#### Data for the task:
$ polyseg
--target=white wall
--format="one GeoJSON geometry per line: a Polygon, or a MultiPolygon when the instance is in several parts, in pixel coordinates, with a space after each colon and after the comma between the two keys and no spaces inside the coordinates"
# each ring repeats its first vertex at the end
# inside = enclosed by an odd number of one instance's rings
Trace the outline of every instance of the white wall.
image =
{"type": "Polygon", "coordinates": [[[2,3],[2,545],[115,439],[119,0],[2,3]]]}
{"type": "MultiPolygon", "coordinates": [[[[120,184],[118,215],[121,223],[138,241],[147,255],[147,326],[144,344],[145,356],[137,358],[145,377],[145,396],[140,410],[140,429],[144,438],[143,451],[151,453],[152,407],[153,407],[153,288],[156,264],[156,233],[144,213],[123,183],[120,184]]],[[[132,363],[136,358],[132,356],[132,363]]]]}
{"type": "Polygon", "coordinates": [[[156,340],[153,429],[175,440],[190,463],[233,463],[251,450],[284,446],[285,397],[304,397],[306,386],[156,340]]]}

--

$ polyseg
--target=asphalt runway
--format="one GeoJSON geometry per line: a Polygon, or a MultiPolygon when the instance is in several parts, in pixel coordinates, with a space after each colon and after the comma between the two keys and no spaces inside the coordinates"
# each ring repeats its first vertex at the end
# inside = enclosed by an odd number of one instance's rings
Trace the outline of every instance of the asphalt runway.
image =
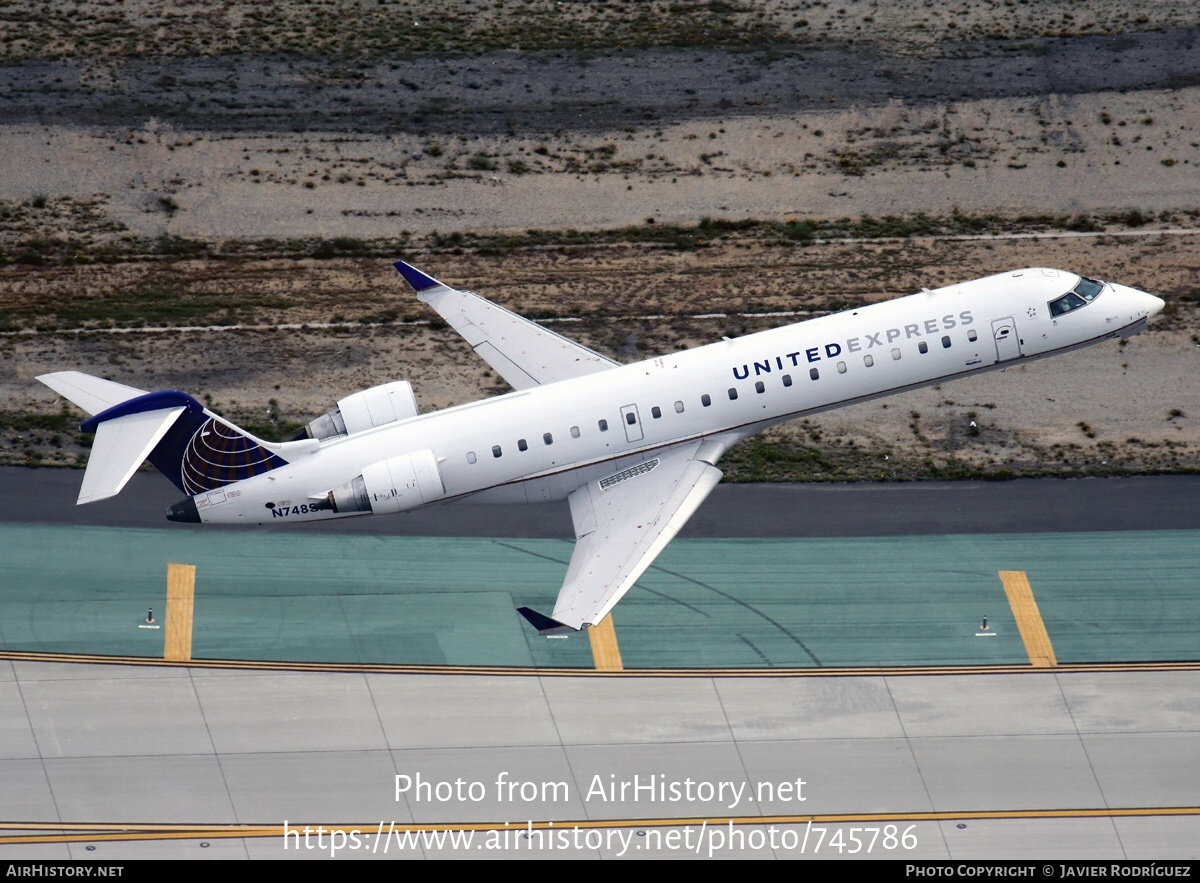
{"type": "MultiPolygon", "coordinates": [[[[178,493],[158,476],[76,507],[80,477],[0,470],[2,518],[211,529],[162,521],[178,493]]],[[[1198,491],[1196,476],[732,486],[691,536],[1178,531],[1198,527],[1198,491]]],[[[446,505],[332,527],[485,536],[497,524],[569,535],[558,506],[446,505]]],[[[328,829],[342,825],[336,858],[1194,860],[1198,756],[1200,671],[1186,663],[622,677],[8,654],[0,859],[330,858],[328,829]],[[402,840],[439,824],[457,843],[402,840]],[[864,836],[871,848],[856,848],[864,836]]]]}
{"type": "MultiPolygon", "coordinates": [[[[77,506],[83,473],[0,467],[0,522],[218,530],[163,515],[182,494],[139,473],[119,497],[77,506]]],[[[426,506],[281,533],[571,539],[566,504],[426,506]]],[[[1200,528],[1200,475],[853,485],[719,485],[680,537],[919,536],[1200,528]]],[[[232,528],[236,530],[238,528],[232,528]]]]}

---

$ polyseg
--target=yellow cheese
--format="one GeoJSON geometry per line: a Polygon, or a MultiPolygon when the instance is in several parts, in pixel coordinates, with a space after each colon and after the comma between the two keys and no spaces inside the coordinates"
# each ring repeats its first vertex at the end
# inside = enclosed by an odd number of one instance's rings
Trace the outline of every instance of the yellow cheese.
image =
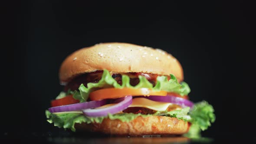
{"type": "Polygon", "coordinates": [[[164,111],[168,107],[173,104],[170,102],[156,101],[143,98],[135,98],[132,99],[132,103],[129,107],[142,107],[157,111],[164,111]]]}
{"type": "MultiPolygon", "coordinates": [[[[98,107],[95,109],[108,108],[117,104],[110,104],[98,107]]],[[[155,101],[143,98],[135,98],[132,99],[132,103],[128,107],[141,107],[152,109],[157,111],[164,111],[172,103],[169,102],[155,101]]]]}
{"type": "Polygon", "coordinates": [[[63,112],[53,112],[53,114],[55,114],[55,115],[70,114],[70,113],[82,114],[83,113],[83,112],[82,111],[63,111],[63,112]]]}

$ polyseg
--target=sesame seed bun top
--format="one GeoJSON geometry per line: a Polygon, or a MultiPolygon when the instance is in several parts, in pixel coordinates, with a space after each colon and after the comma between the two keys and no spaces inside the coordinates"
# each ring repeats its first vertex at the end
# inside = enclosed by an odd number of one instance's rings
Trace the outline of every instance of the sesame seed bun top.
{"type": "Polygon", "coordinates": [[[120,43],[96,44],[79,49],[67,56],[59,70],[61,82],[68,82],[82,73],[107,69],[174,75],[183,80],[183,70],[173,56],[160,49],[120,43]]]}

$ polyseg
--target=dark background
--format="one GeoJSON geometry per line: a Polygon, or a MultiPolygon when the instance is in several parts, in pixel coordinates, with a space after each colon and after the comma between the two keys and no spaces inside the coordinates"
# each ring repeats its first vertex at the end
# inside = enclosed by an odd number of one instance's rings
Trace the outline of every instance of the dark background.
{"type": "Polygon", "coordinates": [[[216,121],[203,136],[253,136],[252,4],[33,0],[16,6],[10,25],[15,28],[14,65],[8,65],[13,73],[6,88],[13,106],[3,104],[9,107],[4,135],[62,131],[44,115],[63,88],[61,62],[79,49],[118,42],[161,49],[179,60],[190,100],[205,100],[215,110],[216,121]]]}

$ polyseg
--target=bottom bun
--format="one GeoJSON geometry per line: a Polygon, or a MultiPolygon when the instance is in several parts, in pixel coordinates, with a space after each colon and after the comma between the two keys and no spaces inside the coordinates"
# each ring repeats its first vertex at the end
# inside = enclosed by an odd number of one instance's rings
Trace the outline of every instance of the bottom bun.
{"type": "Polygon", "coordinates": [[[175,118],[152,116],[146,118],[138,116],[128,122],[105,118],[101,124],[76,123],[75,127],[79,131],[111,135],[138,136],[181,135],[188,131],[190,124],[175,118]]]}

#### Requirements:
Report every line of the records that contains the word "dark", copying each such line in full.

#### Answer to this problem:
--target=dark background
Trace the outline of every instance of the dark background.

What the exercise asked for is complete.